- [Work required] In the entries below, quote everything from the line containing "Where can you find the car side" down to the line containing "point(996, 747)", including both of those lines. Copy each line word for word and add nothing else.

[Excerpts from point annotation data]
## start

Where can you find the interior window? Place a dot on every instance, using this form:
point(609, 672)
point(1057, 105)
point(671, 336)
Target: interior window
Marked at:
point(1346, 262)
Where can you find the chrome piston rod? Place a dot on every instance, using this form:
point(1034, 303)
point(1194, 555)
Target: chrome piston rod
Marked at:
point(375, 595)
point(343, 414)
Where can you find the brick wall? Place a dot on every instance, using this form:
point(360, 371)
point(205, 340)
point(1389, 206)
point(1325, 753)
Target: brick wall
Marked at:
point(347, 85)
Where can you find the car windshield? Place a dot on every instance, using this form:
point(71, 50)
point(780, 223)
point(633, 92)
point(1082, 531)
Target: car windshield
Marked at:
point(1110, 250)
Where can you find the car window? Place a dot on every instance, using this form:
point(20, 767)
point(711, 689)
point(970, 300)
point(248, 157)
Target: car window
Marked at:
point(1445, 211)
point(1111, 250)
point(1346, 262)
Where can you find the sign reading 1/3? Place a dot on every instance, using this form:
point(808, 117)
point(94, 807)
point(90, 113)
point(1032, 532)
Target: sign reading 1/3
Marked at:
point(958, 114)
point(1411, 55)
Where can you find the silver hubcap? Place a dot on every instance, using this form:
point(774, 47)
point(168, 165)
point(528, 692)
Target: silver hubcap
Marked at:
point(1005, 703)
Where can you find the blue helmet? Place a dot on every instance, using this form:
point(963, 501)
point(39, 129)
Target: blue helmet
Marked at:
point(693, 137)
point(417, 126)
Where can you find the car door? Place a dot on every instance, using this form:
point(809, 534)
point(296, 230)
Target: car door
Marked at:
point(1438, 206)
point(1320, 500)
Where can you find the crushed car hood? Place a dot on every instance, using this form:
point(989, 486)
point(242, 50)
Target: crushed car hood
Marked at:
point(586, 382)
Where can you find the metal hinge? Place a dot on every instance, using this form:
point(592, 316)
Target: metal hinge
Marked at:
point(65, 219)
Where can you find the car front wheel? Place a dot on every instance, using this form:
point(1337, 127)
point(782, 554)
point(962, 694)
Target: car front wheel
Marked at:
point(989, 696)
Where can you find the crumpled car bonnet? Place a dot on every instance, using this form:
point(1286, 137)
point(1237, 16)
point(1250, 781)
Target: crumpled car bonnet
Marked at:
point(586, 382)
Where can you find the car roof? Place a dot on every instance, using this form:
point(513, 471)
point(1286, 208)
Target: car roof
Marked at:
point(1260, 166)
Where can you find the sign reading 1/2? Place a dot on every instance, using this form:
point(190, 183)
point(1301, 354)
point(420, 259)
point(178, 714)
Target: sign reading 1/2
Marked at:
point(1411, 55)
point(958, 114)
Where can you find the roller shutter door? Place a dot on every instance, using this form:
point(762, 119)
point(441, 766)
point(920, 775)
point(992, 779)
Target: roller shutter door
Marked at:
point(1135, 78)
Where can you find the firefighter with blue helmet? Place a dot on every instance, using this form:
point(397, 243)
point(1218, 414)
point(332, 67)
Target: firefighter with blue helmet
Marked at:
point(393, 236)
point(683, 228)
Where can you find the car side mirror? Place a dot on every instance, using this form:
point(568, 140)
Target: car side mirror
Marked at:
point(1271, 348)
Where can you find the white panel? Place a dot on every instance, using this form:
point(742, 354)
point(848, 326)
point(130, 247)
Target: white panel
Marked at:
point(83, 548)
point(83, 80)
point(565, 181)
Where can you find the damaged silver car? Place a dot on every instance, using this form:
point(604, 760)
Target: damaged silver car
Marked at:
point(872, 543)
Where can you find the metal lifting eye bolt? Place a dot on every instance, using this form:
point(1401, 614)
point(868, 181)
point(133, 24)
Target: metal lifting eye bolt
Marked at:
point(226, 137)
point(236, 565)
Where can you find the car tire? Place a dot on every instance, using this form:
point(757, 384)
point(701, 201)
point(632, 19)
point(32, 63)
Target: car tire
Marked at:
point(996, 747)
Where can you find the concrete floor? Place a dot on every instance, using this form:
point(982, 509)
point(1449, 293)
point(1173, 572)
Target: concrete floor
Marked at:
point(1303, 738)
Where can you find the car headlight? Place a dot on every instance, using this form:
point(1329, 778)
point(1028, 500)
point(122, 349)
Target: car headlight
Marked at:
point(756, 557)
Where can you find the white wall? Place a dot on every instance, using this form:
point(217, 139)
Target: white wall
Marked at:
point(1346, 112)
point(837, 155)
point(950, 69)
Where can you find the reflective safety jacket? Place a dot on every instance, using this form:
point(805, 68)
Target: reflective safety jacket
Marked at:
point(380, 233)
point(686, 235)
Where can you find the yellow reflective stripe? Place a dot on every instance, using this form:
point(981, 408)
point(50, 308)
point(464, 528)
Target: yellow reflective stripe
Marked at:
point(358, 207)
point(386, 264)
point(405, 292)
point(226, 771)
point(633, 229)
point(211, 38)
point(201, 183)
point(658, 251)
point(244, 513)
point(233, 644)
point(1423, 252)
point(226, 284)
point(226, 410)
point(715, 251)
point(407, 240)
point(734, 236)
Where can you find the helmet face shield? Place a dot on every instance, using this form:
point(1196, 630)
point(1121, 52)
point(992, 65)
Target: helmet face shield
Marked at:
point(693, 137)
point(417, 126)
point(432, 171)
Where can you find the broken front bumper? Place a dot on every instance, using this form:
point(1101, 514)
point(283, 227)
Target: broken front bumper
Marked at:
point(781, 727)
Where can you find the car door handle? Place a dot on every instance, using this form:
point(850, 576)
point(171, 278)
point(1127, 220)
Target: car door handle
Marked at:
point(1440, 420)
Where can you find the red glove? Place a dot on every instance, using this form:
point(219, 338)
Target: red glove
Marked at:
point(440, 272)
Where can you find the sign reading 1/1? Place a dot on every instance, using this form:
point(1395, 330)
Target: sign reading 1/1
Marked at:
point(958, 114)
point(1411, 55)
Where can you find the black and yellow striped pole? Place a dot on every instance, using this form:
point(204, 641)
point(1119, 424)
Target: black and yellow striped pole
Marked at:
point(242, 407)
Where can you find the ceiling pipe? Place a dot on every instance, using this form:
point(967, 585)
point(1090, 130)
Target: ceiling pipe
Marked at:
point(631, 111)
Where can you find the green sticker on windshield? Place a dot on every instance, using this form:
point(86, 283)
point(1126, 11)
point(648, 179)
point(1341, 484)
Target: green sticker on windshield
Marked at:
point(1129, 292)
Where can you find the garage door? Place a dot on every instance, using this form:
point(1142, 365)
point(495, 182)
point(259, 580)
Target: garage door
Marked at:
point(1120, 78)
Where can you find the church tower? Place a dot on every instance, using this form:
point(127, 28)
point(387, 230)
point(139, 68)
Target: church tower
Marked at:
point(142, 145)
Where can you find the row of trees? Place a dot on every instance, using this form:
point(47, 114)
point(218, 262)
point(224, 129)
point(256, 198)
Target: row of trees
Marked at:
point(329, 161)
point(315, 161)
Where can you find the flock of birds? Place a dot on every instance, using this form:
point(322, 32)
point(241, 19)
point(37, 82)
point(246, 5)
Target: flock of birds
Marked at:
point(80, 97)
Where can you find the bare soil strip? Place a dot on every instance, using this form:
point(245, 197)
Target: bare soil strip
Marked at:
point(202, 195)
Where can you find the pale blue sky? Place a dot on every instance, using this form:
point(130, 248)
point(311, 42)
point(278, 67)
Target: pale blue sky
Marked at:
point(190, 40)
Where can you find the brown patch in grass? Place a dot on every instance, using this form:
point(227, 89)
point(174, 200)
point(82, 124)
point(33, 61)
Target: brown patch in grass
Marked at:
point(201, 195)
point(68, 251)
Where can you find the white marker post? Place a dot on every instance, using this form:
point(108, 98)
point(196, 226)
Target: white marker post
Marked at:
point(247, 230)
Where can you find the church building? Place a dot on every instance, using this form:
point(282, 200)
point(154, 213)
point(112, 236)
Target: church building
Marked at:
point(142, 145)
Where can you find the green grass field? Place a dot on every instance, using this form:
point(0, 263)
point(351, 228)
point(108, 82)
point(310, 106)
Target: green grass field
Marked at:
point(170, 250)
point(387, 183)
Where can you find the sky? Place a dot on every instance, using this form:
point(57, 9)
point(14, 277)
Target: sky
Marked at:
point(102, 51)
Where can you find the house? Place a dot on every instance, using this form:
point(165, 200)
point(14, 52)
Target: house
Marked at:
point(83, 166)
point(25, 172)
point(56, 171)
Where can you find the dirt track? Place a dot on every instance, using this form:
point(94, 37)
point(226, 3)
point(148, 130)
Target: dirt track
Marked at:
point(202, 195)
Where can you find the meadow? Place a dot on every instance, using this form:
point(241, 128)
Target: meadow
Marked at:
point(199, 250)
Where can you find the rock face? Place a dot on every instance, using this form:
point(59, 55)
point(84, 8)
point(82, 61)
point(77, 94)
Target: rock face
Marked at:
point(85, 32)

## end

- [Result of this task]
Where can you find the car side mirror? Place a dot on every instance, using this form:
point(568, 140)
Target: car side mirror
Marked at:
point(1271, 348)
Where can you find the white panel? Place a dot on every instance, using this form:
point(742, 354)
point(848, 326)
point(130, 247)
Target: white panel
Marked at:
point(83, 548)
point(83, 80)
point(565, 181)
Where can you find the damaged silver car? Place a dot on every instance, using this form:
point(604, 760)
Target: damaged silver car
Marked at:
point(872, 543)
Where can you find the metal lifting eye bolt? Place a dot on every instance, using this form:
point(1401, 614)
point(868, 181)
point(133, 24)
Target: metal lifting eye bolt
Marked at:
point(226, 137)
point(236, 565)
Where can you find the car tire? Place a dot on every instance, using this form:
point(757, 384)
point(701, 201)
point(632, 19)
point(32, 63)
Target: car tire
Marked at:
point(996, 747)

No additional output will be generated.